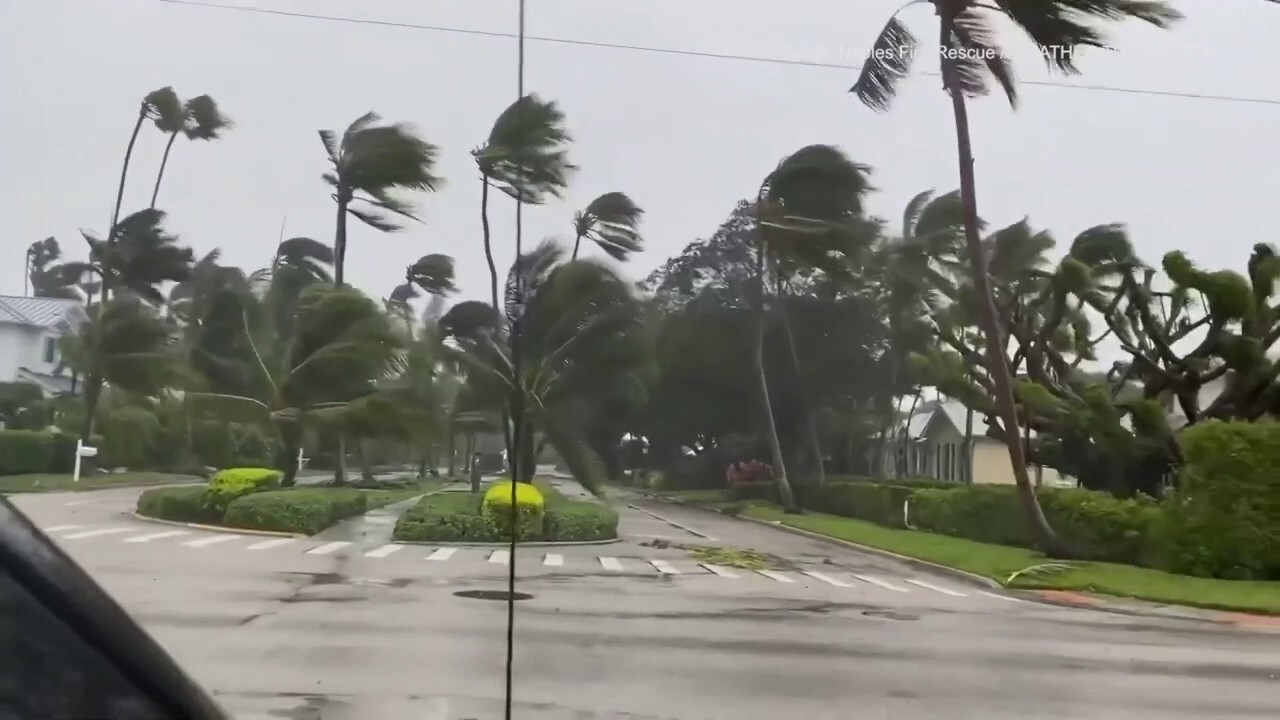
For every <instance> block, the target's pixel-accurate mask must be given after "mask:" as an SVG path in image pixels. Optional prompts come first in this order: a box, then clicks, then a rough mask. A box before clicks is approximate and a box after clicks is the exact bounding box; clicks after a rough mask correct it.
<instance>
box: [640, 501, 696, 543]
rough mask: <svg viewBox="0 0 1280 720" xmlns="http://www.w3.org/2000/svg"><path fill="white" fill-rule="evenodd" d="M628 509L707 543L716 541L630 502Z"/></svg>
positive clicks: (656, 512) (695, 530)
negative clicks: (694, 537) (657, 520)
mask: <svg viewBox="0 0 1280 720" xmlns="http://www.w3.org/2000/svg"><path fill="white" fill-rule="evenodd" d="M627 507H630V509H631V510H639V511H640V512H644V514H645V515H649V516H650V518H654V519H658V520H662V521H663V523H667V524H668V525H671V527H672V528H676V529H678V530H685V532H686V533H689V534H691V536H694V537H699V538H703V539H705V541H714V539H716V538H713V537H710V536H708V534H704V533H700V532H698V530H695V529H692V528H690V527H687V525H681V524H680V523H677V521H675V520H672V519H669V518H663V516H662V515H658V514H657V512H652V511H649V510H645V509H644V507H640V506H637V505H632V503H630V502H628V503H627ZM699 509H700V510H710V509H709V507H700V506H699Z"/></svg>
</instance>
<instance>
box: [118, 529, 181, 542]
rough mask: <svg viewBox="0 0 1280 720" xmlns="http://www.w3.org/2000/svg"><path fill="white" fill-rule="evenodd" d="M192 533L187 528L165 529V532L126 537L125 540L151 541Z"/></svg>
mask: <svg viewBox="0 0 1280 720" xmlns="http://www.w3.org/2000/svg"><path fill="white" fill-rule="evenodd" d="M186 534H191V533H188V532H187V530H165V532H163V533H151V534H150V536H137V537H133V538H124V542H151V541H154V539H163V538H175V537H178V536H186Z"/></svg>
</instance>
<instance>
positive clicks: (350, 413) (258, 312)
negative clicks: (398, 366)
mask: <svg viewBox="0 0 1280 720" xmlns="http://www.w3.org/2000/svg"><path fill="white" fill-rule="evenodd" d="M279 337H284V338H287V341H285V342H273V341H274V340H276V338H279ZM229 338H232V341H233V342H234V345H233V343H232V342H229ZM200 345H201V346H202V350H204V352H205V354H206V355H209V356H210V357H215V359H216V360H218V361H219V364H220V365H223V366H233V368H238V369H239V373H238V382H239V387H227V386H225V384H224V383H223V382H219V380H220V379H221V378H214V377H209V375H205V378H204V386H205V387H204V388H200V387H197V388H196V389H192V391H188V392H186V393H184V398H186V401H187V402H188V406H189V407H191V410H192V413H193V414H196V415H211V416H215V418H218V419H221V420H227V419H232V418H234V419H237V420H243V421H250V423H256V424H261V425H266V427H271V428H274V429H275V430H276V432H278V433H279V436H280V443H282V447H283V451H282V462H283V465H284V466H283V470H284V473H285V483H287V484H292V482H293V478H294V475H296V473H297V455H298V448H300V447H301V442H302V433H303V429H305V427H306V425H307V424H315V425H319V427H344V425H347V424H348V423H349V421H351V419H352V418H353V416H357V415H358V416H371V415H375V414H376V413H375V410H374V407H372V406H374V405H376V404H378V402H379V400H378V398H376V397H374V396H375V389H376V387H375V386H376V383H378V382H379V380H380V379H383V378H387V377H388V375H389V373H392V372H393V369H394V368H396V366H397V363H398V361H399V357H401V354H402V348H403V338H402V337H401V334H399V333H397V332H396V331H394V328H393V327H392V324H390V322H389V318H388V316H387V314H385V313H383V311H381V309H380V307H378V304H375V302H374V301H372V300H370V299H369V297H366V296H365V295H364V293H361V292H358V291H356V290H352V288H347V287H342V288H330V287H325V286H321V284H314V286H312V287H310V288H307V290H306V291H305V292H303V293H302V297H301V299H300V300H298V305H297V310H296V311H294V313H292V314H291V320H289V323H288V325H285V327H275V324H274V322H273V315H271V314H269V313H265V311H264V309H262V307H261V301H260V300H257V299H256V297H255V296H253V295H251V293H230V292H227V293H221V295H220V296H219V299H218V301H216V302H215V305H214V307H211V310H210V314H209V315H206V318H205V322H204V324H202V336H201V338H200Z"/></svg>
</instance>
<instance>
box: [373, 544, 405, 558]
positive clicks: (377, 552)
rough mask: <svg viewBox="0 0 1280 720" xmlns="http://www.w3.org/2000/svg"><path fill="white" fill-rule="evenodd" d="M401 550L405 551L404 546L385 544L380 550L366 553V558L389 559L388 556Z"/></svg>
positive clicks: (396, 544) (378, 549)
mask: <svg viewBox="0 0 1280 720" xmlns="http://www.w3.org/2000/svg"><path fill="white" fill-rule="evenodd" d="M401 550H404V546H403V544H396V543H390V544H384V546H383V547H379V548H378V550H370V551H369V552H366V553H365V557H387V556H388V555H390V553H393V552H397V551H401Z"/></svg>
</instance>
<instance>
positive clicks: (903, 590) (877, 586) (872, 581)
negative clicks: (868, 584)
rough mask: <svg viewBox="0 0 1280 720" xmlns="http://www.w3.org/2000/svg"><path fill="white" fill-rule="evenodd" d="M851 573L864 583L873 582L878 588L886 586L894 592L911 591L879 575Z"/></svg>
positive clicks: (888, 589) (885, 587)
mask: <svg viewBox="0 0 1280 720" xmlns="http://www.w3.org/2000/svg"><path fill="white" fill-rule="evenodd" d="M850 575H852V577H855V578H858V579H859V580H861V582H864V583H870V584H873V585H876V587H878V588H884V589H887V591H893V592H911V591H909V589H906V588H904V587H899V585H895V584H893V583H891V582H888V580H882V579H881V578H877V577H873V575H859V574H856V573H850Z"/></svg>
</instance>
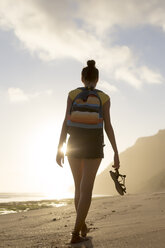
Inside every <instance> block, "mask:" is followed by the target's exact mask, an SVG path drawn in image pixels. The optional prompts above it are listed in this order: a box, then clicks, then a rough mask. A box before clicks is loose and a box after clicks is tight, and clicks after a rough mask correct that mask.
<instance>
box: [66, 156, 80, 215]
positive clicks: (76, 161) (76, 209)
mask: <svg viewBox="0 0 165 248" xmlns="http://www.w3.org/2000/svg"><path fill="white" fill-rule="evenodd" d="M68 161H69V164H70V168H71V171H72V174H73V178H74V184H75V197H74V203H75V209H76V211H77V206H78V202H79V198H80V184H81V179H82V174H83V163H82V162H83V161H82V159H77V158H69V157H68Z"/></svg>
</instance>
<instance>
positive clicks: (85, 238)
mask: <svg viewBox="0 0 165 248" xmlns="http://www.w3.org/2000/svg"><path fill="white" fill-rule="evenodd" d="M71 235H72V238H71V241H70V243H71V244H77V243H81V242H84V241H87V240H88V239H87V238H83V237H80V235H79V233H76V232H72V233H71Z"/></svg>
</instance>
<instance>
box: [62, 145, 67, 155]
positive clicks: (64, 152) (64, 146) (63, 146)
mask: <svg viewBox="0 0 165 248" xmlns="http://www.w3.org/2000/svg"><path fill="white" fill-rule="evenodd" d="M66 148H67V145H66V143H64V144H63V147H62V148H61V152H63V153H64V155H65V154H66Z"/></svg>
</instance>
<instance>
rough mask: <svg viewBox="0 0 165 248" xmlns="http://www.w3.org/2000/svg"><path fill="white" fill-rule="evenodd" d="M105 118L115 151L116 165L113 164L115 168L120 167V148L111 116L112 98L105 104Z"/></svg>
mask: <svg viewBox="0 0 165 248" xmlns="http://www.w3.org/2000/svg"><path fill="white" fill-rule="evenodd" d="M103 119H104V129H105V132H106V134H107V136H108V139H109V141H110V143H111V145H112V148H113V151H114V165H113V167H114V168H115V169H119V167H120V161H119V155H118V149H117V145H116V139H115V134H114V131H113V127H112V124H111V118H110V100H108V101H107V102H106V103H105V104H104V105H103Z"/></svg>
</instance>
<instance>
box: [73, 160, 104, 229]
mask: <svg viewBox="0 0 165 248" xmlns="http://www.w3.org/2000/svg"><path fill="white" fill-rule="evenodd" d="M100 163H101V158H98V159H83V174H82V179H81V185H80V198H79V202H78V206H77V218H76V223H75V227H74V231H75V233H79V232H80V230H81V228H82V226H83V224H84V223H85V218H86V216H87V214H88V210H89V207H90V204H91V197H92V190H93V185H94V180H95V177H96V173H97V170H98V168H99V165H100Z"/></svg>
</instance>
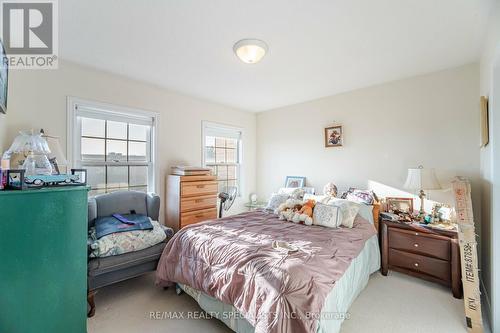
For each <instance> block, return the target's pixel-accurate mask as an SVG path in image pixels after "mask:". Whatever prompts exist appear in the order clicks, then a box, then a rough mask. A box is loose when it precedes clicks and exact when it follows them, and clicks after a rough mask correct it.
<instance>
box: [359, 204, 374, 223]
mask: <svg viewBox="0 0 500 333" xmlns="http://www.w3.org/2000/svg"><path fill="white" fill-rule="evenodd" d="M358 214H359V216H361V217H362V218H364V219H365V220H367V221H368V222H369V223H370V224H374V223H373V205H366V204H360V205H359V212H358Z"/></svg>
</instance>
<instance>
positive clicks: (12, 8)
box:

> [Work order] Above this task is a listing. Restate, word for word and with nothing added, the lines from the one with "positive clicks: (656, 512) (695, 530)" through the one with "positive clicks: (350, 413) (258, 312)".

> [Output of the exercise]
positive clicks: (656, 512) (695, 530)
negative clicks: (694, 537) (657, 520)
mask: <svg viewBox="0 0 1280 720" xmlns="http://www.w3.org/2000/svg"><path fill="white" fill-rule="evenodd" d="M627 507H630V509H631V510H639V511H640V512H644V514H645V515H649V516H650V518H654V519H658V520H662V521H663V523H667V524H668V525H671V527H672V528H676V529H678V530H685V532H686V533H689V534H691V536H694V537H699V538H703V539H705V541H714V539H716V538H713V537H710V536H708V534H704V533H700V532H698V530H695V529H692V528H690V527H687V525H681V524H680V523H677V521H675V520H672V519H669V518H663V516H662V515H658V514H657V512H652V511H649V510H645V509H644V507H640V506H637V505H632V503H630V502H628V503H627ZM699 509H700V510H710V509H709V507H700V506H699Z"/></svg>
</instance>
<instance>
box: [118, 529, 181, 542]
rough mask: <svg viewBox="0 0 1280 720" xmlns="http://www.w3.org/2000/svg"><path fill="white" fill-rule="evenodd" d="M192 533L187 528L165 529V532L126 537L125 540L151 541Z"/></svg>
mask: <svg viewBox="0 0 1280 720" xmlns="http://www.w3.org/2000/svg"><path fill="white" fill-rule="evenodd" d="M186 534H191V533H188V532H187V530H165V532H163V533H151V534H150V536H137V537H133V538H124V542H151V541H154V539H163V538H175V537H178V536H186Z"/></svg>
</instance>
<instance>
positive clicks: (350, 413) (258, 312)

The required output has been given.